China’s Foreign Minister Qin Gang warned Tuesday that if the United States does not change course, Beijing and Washington will face “conflict and confrontation,” striking a combative tone when relations between the rivals are at an all-time low.
Beijing’s harsh language appeared to defy the Biden administrations predictions that China would abandon its aggressive diplomacy as the two countries clashed over technology and trade, Taiwan, human rights, and Ukraine.
The Biden administration’s China policy has “completely deviated from the rational and soundtrack,” Qin told reporters on the sidelines of China’s rubber-stamp legislature’s annual meeting.
“If the Biden administration continues down the wrong path, no amount of guardrails will prevent derailing, and there will undoubtedly be conflict” said Qin.
Qin’s remarks echoed leader Xi Jinping’s remarks in a speech to legislators on Monday.
“Nato countries led by the US have implemented all-round containment, encirclement, and suppression of China, posing unprecedented grave challenges to our nation’s development,” Xi Jinping was quoted as saying by the official Xinhua News Agency.
He said that China must “remain calm, maintain concentration, strive for progress while maintaining stability, take active actions, unite as one, and dare to fight” in the face of this.

------------------------------------------------------------

> **What to do**:
- 1) According to the news excerpt on China–US relations, what situation led Xi Jinping to say China must "remain calm" and "dare to fight"? Answer in one to three sentences.
- 2) In the news excerpt on China–US relations, where was Qin Gang when he spoke to reporters?
The material that follows has no connection to the text above.

> **Excerpted data**:
------------------------------------------------------------

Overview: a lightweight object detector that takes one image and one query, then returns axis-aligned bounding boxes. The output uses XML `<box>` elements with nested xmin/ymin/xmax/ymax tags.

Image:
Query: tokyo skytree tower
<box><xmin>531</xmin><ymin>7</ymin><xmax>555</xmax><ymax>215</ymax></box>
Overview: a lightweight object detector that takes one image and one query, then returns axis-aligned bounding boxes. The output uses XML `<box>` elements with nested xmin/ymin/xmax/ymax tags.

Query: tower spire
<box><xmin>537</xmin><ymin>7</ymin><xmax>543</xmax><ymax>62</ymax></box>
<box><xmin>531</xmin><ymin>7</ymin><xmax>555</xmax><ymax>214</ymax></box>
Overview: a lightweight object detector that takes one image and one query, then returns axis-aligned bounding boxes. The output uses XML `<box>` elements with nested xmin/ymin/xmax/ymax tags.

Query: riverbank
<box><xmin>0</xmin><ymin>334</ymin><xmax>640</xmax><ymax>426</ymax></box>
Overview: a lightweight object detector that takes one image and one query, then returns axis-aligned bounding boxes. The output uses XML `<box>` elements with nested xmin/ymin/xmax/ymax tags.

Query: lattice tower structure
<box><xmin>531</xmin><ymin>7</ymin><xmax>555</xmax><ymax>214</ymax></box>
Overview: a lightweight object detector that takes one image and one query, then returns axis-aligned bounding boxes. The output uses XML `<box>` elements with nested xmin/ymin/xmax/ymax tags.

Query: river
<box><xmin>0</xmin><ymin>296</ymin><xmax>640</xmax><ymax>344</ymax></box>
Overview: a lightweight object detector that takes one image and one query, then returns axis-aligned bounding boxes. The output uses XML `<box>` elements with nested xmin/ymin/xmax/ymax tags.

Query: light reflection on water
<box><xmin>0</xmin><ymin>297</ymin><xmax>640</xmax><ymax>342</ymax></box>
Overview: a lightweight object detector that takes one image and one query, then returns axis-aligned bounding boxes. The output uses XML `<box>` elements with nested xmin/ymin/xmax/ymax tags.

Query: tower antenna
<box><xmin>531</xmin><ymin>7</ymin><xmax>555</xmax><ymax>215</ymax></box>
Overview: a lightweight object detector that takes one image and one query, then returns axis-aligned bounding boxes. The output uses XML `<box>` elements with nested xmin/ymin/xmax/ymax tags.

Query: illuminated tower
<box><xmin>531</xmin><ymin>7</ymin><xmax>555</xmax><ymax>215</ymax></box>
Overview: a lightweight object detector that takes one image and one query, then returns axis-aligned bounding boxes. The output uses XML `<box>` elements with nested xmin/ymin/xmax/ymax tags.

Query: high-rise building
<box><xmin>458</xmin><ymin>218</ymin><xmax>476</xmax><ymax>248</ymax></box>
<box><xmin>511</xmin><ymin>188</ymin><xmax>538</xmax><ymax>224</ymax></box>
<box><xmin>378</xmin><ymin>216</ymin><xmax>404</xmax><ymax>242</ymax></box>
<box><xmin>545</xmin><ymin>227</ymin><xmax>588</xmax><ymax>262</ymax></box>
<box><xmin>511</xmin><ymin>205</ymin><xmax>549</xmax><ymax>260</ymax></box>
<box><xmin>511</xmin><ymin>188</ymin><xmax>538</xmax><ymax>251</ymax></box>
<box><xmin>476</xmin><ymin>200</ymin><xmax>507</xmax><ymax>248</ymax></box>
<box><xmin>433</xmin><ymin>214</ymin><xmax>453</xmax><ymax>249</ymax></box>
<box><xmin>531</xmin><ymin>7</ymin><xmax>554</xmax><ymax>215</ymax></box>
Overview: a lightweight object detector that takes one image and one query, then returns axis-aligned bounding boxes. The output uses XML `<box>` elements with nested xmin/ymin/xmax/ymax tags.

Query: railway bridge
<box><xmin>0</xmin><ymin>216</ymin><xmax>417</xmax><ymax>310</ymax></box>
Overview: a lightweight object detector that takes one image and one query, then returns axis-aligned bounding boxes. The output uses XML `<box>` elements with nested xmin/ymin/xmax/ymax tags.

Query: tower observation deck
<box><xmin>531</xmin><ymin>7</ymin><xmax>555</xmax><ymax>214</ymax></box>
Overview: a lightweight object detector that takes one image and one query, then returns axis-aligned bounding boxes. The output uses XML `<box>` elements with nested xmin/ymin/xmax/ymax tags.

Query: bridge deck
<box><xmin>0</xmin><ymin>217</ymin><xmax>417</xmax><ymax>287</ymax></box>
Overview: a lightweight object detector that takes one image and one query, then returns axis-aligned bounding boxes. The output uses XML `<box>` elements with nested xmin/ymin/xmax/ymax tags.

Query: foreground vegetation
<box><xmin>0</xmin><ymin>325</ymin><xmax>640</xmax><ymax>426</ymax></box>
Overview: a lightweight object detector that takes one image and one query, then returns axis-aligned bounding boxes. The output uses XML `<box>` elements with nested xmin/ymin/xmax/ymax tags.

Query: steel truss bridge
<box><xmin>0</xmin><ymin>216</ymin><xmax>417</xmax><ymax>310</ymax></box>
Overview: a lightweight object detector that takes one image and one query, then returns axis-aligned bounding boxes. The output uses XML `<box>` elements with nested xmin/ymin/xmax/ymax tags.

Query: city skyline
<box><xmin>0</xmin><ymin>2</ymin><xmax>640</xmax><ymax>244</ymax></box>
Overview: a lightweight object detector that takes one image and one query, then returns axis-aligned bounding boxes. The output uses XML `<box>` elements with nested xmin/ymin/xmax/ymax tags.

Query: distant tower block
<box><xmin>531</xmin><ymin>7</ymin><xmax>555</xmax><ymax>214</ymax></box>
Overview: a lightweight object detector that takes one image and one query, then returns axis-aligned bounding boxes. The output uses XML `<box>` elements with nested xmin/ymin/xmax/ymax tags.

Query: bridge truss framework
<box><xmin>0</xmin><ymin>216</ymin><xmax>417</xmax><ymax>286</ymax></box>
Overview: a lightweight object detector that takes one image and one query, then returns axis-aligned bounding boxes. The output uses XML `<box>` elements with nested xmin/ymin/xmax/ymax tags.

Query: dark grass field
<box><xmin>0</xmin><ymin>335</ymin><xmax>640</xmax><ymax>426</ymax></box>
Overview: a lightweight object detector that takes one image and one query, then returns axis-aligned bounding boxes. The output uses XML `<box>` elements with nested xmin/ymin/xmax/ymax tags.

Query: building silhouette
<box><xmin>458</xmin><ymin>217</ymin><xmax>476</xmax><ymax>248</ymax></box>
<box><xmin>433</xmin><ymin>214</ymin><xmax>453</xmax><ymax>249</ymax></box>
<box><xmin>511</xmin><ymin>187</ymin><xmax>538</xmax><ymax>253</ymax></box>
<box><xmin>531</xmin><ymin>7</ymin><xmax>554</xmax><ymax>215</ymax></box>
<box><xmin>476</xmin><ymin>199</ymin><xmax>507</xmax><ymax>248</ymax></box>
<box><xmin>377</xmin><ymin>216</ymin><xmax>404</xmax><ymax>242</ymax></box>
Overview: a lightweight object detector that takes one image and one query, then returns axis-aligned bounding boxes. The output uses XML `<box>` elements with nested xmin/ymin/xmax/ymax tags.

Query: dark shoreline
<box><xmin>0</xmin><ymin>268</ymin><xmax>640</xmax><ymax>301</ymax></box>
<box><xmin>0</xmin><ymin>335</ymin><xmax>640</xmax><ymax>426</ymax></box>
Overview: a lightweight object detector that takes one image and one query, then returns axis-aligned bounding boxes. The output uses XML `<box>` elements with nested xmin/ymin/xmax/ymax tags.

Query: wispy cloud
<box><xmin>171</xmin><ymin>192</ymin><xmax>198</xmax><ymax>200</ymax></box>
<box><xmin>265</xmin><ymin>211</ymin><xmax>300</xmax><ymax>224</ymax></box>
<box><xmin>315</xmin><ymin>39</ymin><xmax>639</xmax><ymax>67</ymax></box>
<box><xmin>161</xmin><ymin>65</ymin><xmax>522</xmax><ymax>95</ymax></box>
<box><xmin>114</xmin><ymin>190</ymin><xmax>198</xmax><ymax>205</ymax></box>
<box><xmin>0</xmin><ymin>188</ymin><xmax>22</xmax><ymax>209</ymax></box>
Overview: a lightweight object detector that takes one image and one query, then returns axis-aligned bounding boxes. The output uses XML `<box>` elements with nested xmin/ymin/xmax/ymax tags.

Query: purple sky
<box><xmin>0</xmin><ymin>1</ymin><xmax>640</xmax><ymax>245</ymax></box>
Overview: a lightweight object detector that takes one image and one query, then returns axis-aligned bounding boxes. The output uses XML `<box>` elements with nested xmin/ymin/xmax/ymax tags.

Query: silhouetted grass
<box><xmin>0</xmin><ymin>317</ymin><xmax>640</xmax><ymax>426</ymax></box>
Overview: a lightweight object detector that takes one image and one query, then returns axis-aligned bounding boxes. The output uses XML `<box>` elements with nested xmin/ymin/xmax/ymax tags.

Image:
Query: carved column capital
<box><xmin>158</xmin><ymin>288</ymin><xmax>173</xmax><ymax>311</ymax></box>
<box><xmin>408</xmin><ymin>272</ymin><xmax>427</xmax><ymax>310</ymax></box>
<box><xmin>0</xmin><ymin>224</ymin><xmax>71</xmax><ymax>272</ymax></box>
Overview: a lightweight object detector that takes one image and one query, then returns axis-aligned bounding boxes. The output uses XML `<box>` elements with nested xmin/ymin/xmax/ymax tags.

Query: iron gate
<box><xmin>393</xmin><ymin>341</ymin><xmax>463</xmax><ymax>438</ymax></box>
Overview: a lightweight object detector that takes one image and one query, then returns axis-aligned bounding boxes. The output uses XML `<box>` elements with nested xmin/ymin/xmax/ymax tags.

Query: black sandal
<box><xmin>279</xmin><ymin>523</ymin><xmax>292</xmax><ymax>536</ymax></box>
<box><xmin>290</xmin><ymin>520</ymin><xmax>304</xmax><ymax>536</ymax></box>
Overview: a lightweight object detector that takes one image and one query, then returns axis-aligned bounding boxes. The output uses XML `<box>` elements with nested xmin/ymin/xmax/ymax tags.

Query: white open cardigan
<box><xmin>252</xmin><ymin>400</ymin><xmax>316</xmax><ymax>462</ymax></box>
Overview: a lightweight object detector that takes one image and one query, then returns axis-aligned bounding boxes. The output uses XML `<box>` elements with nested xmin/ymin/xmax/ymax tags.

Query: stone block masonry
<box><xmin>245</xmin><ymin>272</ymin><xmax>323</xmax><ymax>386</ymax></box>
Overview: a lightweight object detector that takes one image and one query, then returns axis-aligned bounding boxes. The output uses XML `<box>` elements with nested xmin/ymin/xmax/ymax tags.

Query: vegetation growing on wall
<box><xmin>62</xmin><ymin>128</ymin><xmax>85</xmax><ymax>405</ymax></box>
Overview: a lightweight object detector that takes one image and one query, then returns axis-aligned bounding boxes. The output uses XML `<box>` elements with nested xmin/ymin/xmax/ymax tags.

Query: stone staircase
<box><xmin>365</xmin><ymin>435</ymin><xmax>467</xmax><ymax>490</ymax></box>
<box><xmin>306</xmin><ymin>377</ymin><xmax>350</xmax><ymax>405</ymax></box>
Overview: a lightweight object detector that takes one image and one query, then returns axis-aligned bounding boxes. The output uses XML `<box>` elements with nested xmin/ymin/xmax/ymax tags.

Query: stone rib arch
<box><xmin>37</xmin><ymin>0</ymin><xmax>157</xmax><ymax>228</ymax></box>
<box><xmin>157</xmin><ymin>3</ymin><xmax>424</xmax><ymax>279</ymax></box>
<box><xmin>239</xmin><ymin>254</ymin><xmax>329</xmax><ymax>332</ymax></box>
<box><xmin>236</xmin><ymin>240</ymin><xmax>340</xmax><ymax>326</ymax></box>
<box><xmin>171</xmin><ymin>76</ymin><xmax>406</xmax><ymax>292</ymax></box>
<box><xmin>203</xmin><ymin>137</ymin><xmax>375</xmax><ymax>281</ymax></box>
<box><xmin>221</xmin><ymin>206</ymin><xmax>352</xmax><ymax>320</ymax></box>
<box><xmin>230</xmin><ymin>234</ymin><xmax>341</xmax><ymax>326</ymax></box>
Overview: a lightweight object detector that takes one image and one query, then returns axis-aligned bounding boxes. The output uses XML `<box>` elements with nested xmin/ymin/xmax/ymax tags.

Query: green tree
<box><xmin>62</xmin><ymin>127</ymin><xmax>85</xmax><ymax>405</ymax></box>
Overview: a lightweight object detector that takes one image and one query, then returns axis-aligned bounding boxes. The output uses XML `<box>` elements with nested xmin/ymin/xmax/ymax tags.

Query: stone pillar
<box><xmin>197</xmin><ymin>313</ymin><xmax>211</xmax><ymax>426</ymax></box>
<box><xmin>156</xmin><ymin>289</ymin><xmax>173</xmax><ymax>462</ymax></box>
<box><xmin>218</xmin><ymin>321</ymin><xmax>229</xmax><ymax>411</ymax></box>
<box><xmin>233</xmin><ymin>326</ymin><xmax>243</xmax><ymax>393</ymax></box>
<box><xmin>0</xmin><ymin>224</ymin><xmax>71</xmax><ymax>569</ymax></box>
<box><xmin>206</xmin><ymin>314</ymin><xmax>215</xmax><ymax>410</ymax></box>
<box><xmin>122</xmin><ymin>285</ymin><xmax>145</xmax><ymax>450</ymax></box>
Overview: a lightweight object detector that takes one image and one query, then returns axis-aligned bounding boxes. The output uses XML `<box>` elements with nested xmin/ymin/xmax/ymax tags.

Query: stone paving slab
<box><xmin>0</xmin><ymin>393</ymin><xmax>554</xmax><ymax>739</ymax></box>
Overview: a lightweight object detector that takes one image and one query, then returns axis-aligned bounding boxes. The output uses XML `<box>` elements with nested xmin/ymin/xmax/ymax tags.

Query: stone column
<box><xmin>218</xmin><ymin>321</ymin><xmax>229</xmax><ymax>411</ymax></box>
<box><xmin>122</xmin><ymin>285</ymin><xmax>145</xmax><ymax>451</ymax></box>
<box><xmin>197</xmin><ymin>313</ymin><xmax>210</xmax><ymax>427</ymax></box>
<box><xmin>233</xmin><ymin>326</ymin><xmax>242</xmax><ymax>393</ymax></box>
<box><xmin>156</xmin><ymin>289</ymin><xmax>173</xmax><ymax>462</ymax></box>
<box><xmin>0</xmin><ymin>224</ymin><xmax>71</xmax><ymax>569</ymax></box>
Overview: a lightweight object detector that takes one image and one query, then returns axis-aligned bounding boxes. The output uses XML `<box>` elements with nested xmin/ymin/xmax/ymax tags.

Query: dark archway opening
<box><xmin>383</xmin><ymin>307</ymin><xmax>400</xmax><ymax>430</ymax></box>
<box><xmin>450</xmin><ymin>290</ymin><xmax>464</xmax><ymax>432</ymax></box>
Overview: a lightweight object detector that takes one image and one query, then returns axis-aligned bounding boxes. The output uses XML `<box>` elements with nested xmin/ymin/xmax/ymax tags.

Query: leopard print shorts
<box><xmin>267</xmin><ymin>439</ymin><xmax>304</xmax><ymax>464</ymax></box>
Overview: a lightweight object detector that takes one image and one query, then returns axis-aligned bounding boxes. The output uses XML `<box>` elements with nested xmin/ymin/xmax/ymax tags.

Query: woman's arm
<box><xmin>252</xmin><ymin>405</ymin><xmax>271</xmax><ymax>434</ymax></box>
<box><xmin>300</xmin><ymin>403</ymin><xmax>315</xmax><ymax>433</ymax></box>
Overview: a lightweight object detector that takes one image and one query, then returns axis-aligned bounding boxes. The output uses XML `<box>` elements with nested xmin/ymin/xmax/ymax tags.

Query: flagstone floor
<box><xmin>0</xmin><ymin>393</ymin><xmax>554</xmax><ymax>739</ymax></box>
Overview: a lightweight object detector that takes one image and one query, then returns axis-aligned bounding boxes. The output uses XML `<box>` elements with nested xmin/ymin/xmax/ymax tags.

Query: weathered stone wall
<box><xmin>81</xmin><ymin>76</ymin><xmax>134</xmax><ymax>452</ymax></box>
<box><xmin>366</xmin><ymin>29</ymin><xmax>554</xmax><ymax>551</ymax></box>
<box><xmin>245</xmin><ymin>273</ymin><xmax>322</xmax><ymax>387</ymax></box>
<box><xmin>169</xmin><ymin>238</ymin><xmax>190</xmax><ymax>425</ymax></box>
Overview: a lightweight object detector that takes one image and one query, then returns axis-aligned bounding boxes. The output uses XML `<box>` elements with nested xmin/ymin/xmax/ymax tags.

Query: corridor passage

------------------------------------------------------------

> **Task solutions**:
- 1) Xi said China must act this way in the face of "all-round containment, encirclement, and suppression" carried out by NATO countries led by the US. He described this as posing "unprecedented grave challenges" to China's development.

- 2) He was on the sidelines of the annual meeting of China's rubber-stamp legislature.